§ **Required task 1**:
Decide whether each statement below agrees with the road closure text. Answer yes or no for each, and quote the exact words from the text that settle it.
(a) A single gate with required signing costs about $1000.
(b) Gates are named as the most effective kind of road closure.
(c) The proposal would designate 41 miles of new motorized routes.
§ **Required task 2**:
Answer these questions using the road closure text:
(a) What is the estimated cost per closure of entrance obliteration?
(b) What does the writer want required on the roadbed behind the closure of any stored road?
(c) Who should assess whether effective law enforcement is likely for each proposed new motorized route?
--- BEGIN Text passage ---
On those roads south of Highway 200 the proposal to “store” roads using gates must be reconsidered in light of the high cost and ineffectiveness of gates. From personal experience as former District Ranger, the cost of a single gate is about $1000 with required signing. Trying to close a road with simply a gate that has been open to public travel normally results in considerable vandalism and loss of one or two gates, plus creates enforcement issues and public frustration continually. Full obliteration is far preferable if an essential management need is not foreseen. If a road may be needed in the future, entrance obliteration and waterbarring can provide some options at less cost. “Entrance obliteration” by recontouring the road prism, if located and constructed properly costs far less (estimate $350) per closure and is more effective with lower enforcement issues. And in addition, such a closure sends a message that ALL traffic is prohibited, not just for those without a key to the gate. We would advocate for any stored road that aggressive waterbarring on the roadbed behind the closure be required to reduce residual erosion risk. The bottom line is road closures must be effective. The most effective are those fully obliterated, the next most effective are those entrance obliterated on steep lands unable to be circumvented, and least effective have proven to be gates.

The designation of 41 miles of new motorized routes is being proposed without justification or site specific analysis. In addition, designation of unauthorized user created routes sends the message that such unauthorized uses may well be legitimized by the Forest Service in the future. We request site specific analysis of all proposed routes to assess whether they meet Forest Plan wildlife, fish and watershed design standards, National Forest policy and direction and and can be effectively maintained and enforced with foreseeable budgets and manpower. We request before any route is included in this plan that each proposed new motorized route be site specifically assessed and documented by law enforcement personnel whether effective law enforcement and compliance is likely with each route proposal.
--- END Text passage ---
--- BEGIN Provided data ---
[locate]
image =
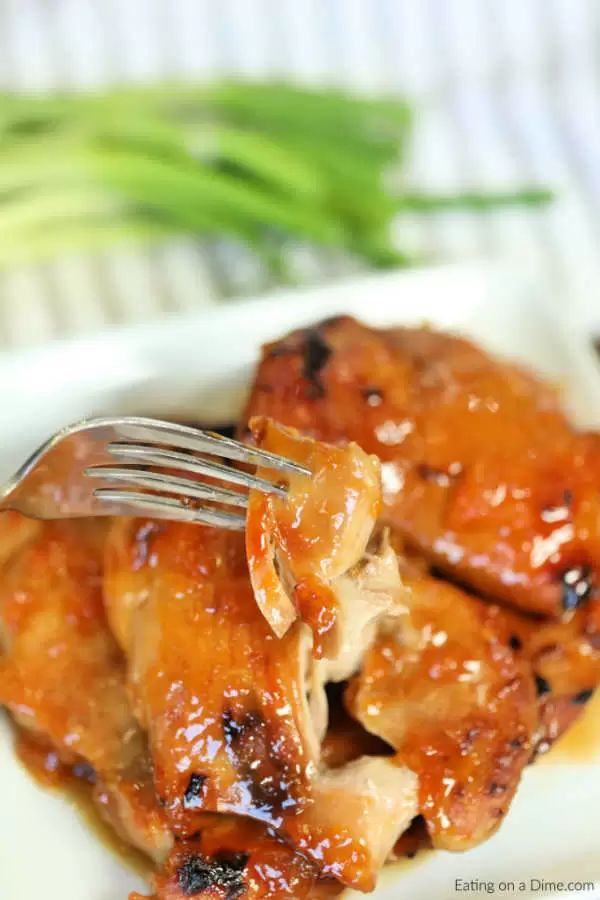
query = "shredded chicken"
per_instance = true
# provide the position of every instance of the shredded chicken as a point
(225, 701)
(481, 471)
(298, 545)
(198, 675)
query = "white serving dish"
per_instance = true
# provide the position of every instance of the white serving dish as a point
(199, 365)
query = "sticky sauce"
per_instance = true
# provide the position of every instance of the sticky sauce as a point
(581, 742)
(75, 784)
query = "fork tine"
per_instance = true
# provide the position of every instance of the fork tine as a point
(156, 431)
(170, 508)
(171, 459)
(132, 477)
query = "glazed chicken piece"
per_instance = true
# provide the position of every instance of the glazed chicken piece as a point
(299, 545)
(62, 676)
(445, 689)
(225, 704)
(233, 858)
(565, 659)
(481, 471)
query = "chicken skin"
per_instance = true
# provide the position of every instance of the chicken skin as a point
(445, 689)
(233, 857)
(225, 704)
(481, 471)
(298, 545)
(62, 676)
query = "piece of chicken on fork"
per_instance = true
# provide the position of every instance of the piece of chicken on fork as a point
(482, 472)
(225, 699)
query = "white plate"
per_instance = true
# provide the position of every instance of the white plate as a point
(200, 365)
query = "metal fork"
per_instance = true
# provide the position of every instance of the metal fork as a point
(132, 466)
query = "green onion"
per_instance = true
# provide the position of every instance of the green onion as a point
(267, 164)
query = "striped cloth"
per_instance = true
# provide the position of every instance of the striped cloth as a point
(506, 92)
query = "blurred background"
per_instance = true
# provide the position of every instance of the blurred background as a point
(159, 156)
--- END Provided data ---
--- BEGIN Provided data ---
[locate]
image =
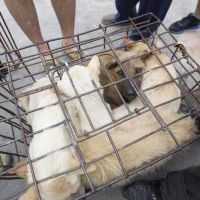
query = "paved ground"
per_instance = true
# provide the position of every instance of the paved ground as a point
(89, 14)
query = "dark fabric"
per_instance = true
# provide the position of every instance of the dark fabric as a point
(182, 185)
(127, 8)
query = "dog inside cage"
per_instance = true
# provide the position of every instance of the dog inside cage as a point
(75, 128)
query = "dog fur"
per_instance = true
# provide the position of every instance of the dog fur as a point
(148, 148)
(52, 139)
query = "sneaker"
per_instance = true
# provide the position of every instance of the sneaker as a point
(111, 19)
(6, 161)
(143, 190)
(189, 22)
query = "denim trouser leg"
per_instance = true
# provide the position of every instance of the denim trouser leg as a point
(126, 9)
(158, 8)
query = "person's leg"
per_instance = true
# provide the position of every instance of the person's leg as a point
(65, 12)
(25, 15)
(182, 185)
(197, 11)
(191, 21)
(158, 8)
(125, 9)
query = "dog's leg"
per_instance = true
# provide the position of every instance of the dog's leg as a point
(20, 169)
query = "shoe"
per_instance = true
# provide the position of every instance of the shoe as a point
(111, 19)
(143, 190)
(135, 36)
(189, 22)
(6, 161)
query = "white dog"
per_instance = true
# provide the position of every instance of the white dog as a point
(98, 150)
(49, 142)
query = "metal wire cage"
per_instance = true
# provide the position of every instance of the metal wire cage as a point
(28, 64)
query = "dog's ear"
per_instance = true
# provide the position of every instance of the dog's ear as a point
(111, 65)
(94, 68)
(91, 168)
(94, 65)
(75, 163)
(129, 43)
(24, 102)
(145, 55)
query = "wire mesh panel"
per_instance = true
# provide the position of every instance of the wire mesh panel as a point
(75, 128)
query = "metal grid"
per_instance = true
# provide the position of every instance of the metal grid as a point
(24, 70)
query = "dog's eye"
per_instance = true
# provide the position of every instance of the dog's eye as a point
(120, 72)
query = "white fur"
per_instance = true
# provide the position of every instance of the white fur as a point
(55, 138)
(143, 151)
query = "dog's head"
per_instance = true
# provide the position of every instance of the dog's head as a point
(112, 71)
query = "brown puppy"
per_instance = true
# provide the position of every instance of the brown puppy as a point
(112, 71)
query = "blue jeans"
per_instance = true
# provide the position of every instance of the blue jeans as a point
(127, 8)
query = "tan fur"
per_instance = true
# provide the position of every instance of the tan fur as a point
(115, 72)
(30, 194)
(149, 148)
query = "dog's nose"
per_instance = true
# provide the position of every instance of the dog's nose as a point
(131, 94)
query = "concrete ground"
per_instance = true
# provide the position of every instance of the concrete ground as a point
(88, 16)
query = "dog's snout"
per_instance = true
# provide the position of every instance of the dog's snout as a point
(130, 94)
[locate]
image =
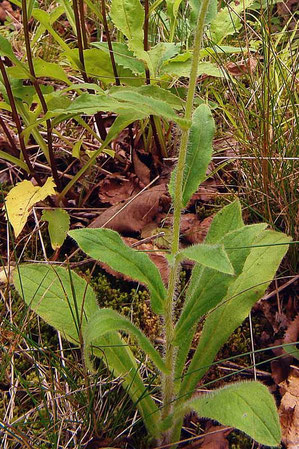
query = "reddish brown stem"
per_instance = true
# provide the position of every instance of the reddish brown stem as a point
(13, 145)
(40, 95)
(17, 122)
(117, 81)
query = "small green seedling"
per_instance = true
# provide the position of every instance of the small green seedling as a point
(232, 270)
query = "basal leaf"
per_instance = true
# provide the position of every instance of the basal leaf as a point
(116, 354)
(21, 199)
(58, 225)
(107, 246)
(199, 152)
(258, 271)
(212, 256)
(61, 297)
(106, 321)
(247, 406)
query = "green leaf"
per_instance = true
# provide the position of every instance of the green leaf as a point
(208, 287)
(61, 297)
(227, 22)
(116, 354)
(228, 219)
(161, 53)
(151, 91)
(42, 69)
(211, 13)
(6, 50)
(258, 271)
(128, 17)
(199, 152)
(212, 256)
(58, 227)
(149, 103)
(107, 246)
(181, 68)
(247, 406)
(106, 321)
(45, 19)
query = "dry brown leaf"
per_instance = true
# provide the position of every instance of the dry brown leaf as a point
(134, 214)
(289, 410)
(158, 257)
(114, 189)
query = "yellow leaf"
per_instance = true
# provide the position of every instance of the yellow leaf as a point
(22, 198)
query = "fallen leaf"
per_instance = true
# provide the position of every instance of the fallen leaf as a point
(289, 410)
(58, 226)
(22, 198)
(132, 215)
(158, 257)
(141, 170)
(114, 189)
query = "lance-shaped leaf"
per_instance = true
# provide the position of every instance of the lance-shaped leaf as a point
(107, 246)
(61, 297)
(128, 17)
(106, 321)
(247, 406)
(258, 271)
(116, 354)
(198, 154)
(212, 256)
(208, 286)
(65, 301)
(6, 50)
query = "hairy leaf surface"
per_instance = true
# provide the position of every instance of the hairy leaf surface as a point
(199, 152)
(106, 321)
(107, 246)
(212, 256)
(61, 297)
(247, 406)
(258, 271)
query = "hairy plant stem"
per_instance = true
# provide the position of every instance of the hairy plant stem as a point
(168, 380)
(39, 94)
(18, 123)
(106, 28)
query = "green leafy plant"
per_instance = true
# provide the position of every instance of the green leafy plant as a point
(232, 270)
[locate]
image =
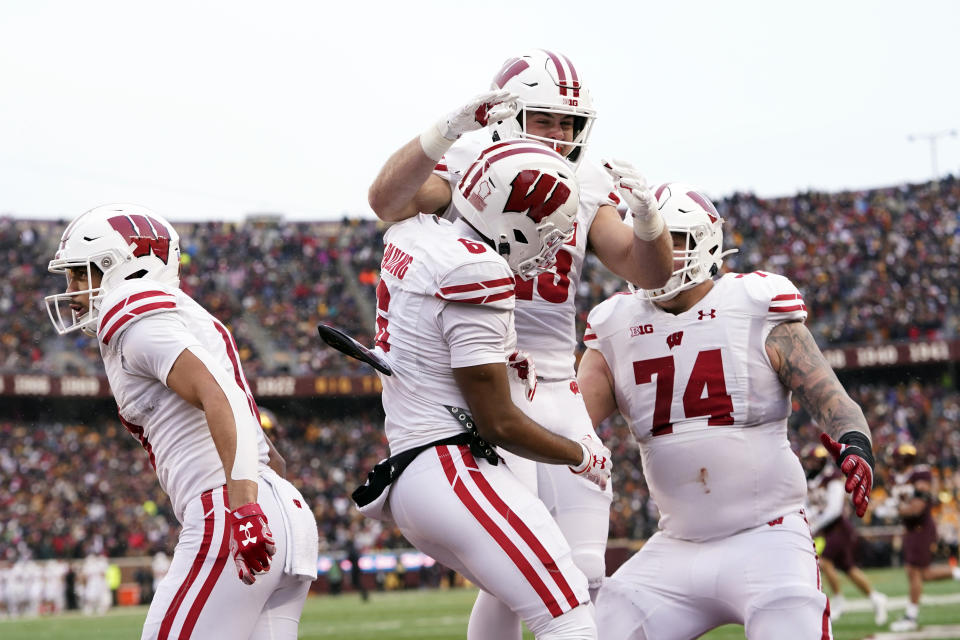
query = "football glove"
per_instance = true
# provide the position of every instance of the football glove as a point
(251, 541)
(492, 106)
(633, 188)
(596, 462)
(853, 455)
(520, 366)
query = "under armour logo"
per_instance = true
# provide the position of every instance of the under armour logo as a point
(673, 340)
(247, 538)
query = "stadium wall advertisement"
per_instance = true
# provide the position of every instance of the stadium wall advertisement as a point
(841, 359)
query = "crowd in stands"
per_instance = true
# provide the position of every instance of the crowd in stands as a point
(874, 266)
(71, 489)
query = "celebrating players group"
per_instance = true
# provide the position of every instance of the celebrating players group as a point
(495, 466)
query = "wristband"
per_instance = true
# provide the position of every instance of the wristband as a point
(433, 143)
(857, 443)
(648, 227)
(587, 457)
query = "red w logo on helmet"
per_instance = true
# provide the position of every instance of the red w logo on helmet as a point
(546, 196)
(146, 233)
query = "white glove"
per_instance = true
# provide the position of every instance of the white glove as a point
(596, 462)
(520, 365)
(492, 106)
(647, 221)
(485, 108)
--- END Provided data ---
§ **Problem solution 1**:
(a) Yes: "the cost of a single gate is about $1000 with required signing"
(b) No: "least effective have proven to be gates"
(c) Yes: "The designation of 41 miles of new motorized routes is being proposed"

§ **Problem solution 2**:
(a) About $350
(b) Aggressive waterbarring
(c) Law enforcement personnel